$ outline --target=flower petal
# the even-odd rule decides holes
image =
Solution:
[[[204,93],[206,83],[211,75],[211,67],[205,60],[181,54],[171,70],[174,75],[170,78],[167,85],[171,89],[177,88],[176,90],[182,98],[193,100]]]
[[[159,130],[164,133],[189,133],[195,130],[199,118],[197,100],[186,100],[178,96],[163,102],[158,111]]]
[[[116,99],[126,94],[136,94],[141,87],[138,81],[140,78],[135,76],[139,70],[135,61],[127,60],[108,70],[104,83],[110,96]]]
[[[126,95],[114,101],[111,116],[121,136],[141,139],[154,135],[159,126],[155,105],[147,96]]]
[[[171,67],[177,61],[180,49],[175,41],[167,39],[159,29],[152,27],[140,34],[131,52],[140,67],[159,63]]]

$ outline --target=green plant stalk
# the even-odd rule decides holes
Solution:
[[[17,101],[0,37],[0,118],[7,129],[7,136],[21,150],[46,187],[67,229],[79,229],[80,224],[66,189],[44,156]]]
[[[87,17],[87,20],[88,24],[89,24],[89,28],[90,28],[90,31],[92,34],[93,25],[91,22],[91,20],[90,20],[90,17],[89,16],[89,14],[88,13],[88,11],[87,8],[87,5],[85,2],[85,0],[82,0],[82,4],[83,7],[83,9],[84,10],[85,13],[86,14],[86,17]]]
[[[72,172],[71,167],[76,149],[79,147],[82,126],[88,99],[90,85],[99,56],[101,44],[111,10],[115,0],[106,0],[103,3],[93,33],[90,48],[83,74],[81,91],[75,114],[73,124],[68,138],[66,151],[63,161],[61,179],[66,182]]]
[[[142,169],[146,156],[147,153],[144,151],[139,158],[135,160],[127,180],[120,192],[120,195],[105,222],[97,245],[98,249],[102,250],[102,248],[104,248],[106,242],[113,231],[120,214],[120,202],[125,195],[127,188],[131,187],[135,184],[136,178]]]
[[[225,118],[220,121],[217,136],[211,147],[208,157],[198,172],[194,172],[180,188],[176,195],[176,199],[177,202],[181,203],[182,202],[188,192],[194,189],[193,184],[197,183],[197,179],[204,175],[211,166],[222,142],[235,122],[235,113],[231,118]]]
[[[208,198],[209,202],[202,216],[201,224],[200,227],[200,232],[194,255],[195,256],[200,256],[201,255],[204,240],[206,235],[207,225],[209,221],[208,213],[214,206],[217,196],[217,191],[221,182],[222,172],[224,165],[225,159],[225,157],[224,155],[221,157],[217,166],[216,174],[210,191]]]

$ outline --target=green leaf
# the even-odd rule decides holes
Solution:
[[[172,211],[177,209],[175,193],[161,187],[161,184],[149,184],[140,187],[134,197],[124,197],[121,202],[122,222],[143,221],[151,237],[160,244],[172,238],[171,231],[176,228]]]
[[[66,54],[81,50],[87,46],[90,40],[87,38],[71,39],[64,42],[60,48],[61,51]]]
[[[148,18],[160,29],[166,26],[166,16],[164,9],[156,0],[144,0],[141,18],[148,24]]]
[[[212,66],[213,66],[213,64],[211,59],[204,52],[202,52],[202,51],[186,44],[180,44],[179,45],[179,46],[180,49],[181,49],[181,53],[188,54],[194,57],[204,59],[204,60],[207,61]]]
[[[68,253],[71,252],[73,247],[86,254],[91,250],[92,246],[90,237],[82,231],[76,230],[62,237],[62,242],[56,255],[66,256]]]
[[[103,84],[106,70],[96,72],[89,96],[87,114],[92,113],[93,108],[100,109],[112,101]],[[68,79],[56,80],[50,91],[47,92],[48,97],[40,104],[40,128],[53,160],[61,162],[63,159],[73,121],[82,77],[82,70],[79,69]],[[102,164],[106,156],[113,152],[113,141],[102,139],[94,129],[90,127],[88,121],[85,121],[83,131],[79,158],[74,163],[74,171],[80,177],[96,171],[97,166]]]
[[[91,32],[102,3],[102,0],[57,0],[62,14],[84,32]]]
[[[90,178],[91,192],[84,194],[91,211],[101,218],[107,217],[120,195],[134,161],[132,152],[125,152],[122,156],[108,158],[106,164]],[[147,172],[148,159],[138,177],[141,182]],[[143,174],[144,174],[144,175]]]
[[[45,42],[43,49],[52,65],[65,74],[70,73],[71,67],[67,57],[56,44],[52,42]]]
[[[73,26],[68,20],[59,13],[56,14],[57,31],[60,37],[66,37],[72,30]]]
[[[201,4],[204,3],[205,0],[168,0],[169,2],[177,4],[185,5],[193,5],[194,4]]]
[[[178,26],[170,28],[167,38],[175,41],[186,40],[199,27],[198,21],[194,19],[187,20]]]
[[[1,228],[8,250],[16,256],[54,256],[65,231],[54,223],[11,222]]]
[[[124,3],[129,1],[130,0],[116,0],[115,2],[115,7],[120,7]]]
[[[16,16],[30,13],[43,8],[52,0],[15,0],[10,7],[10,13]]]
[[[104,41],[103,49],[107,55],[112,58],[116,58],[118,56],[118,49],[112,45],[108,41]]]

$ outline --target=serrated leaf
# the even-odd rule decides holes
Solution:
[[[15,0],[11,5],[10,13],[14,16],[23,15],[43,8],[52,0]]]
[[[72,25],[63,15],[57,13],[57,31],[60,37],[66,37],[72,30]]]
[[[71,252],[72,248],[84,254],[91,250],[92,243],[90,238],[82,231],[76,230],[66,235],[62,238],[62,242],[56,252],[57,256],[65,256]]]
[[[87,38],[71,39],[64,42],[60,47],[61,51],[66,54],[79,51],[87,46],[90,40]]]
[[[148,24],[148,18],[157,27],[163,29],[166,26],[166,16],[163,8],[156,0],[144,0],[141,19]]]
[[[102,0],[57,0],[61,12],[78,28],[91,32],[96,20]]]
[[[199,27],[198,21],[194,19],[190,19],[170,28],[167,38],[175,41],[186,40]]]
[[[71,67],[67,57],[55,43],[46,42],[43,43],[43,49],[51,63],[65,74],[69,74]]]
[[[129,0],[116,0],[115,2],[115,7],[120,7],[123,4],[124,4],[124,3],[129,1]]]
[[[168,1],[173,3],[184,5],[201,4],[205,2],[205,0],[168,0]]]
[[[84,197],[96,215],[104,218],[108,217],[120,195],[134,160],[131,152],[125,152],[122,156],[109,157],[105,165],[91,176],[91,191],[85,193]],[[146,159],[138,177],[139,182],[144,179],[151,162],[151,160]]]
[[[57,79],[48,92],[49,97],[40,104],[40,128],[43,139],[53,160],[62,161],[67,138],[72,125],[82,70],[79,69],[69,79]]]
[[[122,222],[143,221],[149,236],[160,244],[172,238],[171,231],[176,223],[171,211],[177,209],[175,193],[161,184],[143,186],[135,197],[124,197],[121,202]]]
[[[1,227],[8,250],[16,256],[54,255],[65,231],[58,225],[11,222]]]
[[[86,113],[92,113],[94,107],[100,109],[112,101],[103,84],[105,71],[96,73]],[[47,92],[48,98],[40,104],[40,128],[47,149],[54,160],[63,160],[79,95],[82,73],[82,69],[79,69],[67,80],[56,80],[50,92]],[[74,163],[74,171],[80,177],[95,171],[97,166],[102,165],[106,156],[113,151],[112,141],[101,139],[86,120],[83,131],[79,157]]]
━━━━━━━━━━
PROBLEM DETAILS:
Please copy the material above again, swapping "even-odd rule" for "nonzero winding rule" and leaving everything else the same.

RESULT OF THIS EXERCISE:
$ outline --target=flower petal
# the nonzero winding rule decides holes
image =
Solution:
[[[204,93],[206,83],[211,75],[211,67],[205,60],[181,54],[171,70],[174,75],[170,78],[167,85],[171,89],[177,88],[176,90],[182,98],[193,100]]]
[[[159,130],[164,133],[189,133],[195,130],[199,118],[197,100],[186,100],[178,96],[163,102],[158,111]]]
[[[116,99],[126,94],[136,94],[141,87],[138,81],[140,78],[135,76],[139,70],[135,61],[127,60],[108,70],[104,83],[110,96]]]
[[[126,95],[114,101],[111,116],[121,136],[141,139],[154,135],[159,126],[155,105],[147,96]]]
[[[171,67],[177,61],[180,49],[175,41],[167,39],[159,29],[152,27],[140,34],[131,52],[140,67],[159,63]]]

$ outline --target=green plant stalk
# the nonzero winding rule decides holes
Solution:
[[[17,101],[0,37],[0,118],[7,129],[7,136],[21,150],[46,187],[67,229],[79,229],[80,224],[66,189],[44,156]]]
[[[87,17],[87,20],[88,24],[89,24],[89,28],[90,28],[90,31],[92,34],[93,25],[91,22],[91,20],[90,20],[90,17],[89,16],[89,14],[88,13],[88,11],[87,8],[87,5],[85,2],[85,0],[82,0],[82,4],[83,7],[83,9],[84,10],[85,13],[86,14],[86,17]]]
[[[72,172],[71,167],[76,149],[79,147],[82,126],[88,99],[90,85],[99,56],[101,44],[111,10],[115,0],[106,0],[103,3],[93,33],[90,48],[83,74],[81,91],[75,114],[73,124],[68,138],[66,151],[63,161],[61,179],[66,182]]]
[[[142,169],[146,156],[147,153],[144,151],[139,158],[135,160],[127,180],[120,192],[120,195],[105,222],[97,245],[98,249],[102,250],[102,248],[104,248],[106,242],[113,231],[120,214],[120,202],[125,195],[127,188],[131,187],[135,184],[136,178]]]
[[[225,118],[220,121],[217,136],[211,147],[208,157],[198,172],[194,172],[180,188],[176,195],[176,199],[177,202],[181,203],[182,202],[188,192],[194,189],[193,184],[197,183],[197,179],[204,175],[211,166],[222,142],[235,122],[235,113],[231,118]]]
[[[208,198],[209,202],[202,216],[201,224],[200,227],[200,232],[194,255],[195,256],[200,256],[201,255],[204,240],[206,235],[207,225],[209,221],[208,213],[214,206],[217,196],[217,191],[221,182],[222,172],[224,165],[225,159],[225,157],[224,155],[221,157],[217,166],[216,174],[210,191]]]

$ outline --target=green leaf
# the nonzero winding rule decides holes
Solution:
[[[172,211],[177,209],[175,193],[161,187],[161,184],[149,184],[140,187],[134,197],[124,197],[121,202],[122,222],[143,221],[151,237],[160,244],[172,238],[171,231],[176,228]]]
[[[66,54],[81,50],[87,46],[90,40],[87,38],[71,39],[64,42],[60,48],[61,51]]]
[[[148,18],[160,29],[166,26],[166,16],[164,9],[156,0],[144,0],[141,18],[148,24]]]
[[[212,66],[213,66],[213,64],[211,59],[204,52],[202,52],[202,51],[186,44],[180,44],[179,45],[179,46],[180,49],[181,49],[181,53],[188,54],[194,57],[204,59],[204,60],[207,61]]]
[[[68,253],[71,252],[73,247],[86,254],[91,250],[92,246],[90,237],[82,231],[76,230],[62,237],[62,242],[56,255],[66,256]]]
[[[103,84],[106,70],[96,72],[89,96],[87,114],[92,113],[93,108],[100,109],[112,101]],[[68,79],[56,80],[50,91],[47,92],[48,97],[40,104],[40,128],[53,160],[61,162],[63,159],[73,121],[82,77],[82,70],[79,69]],[[102,164],[106,156],[113,152],[113,141],[102,139],[94,129],[90,127],[88,121],[85,121],[83,131],[79,158],[74,163],[74,171],[80,177],[96,171],[97,166]]]
[[[91,32],[102,3],[102,0],[57,0],[62,14],[84,32]]]
[[[90,178],[91,192],[84,194],[91,211],[101,218],[107,217],[120,195],[134,161],[132,152],[125,152],[122,156],[108,158],[106,164]],[[147,172],[148,159],[138,177],[141,182]],[[143,174],[144,174],[144,175]]]
[[[45,42],[43,49],[52,65],[65,74],[70,73],[71,67],[67,57],[56,44],[52,42]]]
[[[73,26],[68,20],[59,13],[56,14],[57,31],[60,37],[66,37],[72,30]]]
[[[201,4],[204,3],[205,0],[168,0],[169,2],[177,4],[185,5],[193,5],[194,4]]]
[[[178,26],[170,28],[167,38],[175,41],[186,40],[199,27],[198,21],[194,19],[187,20]]]
[[[1,228],[8,250],[16,256],[54,256],[65,231],[54,223],[11,222]]]
[[[124,3],[129,1],[130,0],[116,0],[115,2],[115,7],[120,7]]]
[[[16,16],[30,13],[43,8],[52,0],[15,0],[10,7],[10,13]]]
[[[104,41],[103,49],[107,55],[112,58],[116,58],[118,56],[118,49],[112,45],[108,41]]]

$ outline --target=serrated leaf
# the nonzero winding rule decides holes
Solution:
[[[15,0],[11,5],[10,13],[14,16],[23,15],[43,8],[52,0]]]
[[[72,25],[63,15],[57,13],[57,31],[60,37],[66,37],[72,30]]]
[[[71,252],[72,248],[84,254],[91,250],[92,243],[90,238],[82,231],[76,230],[66,235],[62,238],[62,242],[56,252],[57,256],[65,256]]]
[[[87,38],[71,39],[64,42],[60,47],[61,51],[66,54],[79,51],[87,46],[90,40]]]
[[[148,24],[148,18],[157,27],[163,29],[166,26],[166,16],[163,8],[156,0],[144,0],[141,19]]]
[[[102,0],[57,0],[61,12],[78,28],[91,32],[96,20]]]
[[[199,27],[198,21],[194,19],[190,19],[170,28],[167,38],[175,41],[186,40]]]
[[[71,67],[67,57],[55,43],[46,42],[43,43],[43,49],[51,63],[65,74],[69,74]]]
[[[129,0],[116,0],[115,2],[115,7],[120,7],[123,4],[124,4],[124,3],[129,1]]]
[[[168,1],[173,3],[184,5],[201,4],[205,2],[205,0],[168,0]]]
[[[84,197],[96,215],[104,218],[108,217],[120,195],[134,160],[131,152],[125,152],[122,156],[109,157],[105,165],[91,176],[91,191],[85,193]],[[146,159],[138,177],[139,182],[144,179],[151,162],[151,160]]]
[[[57,79],[48,92],[49,97],[40,104],[40,128],[43,139],[53,160],[62,161],[67,138],[72,125],[82,70],[79,69],[69,79]]]
[[[122,222],[143,221],[149,236],[160,244],[172,238],[171,231],[176,223],[171,211],[177,209],[175,193],[161,184],[143,186],[135,197],[124,197],[121,202]]]
[[[1,227],[8,250],[16,256],[54,255],[65,231],[58,225],[11,222]]]
[[[86,113],[92,113],[94,107],[100,109],[112,101],[103,84],[105,71],[96,73]],[[47,92],[48,98],[40,104],[40,128],[47,149],[54,160],[63,160],[79,95],[82,73],[82,69],[79,69],[67,80],[56,80],[50,92]],[[74,163],[74,171],[80,177],[95,171],[97,166],[102,165],[106,156],[113,151],[112,141],[101,139],[86,120],[83,131],[79,157]]]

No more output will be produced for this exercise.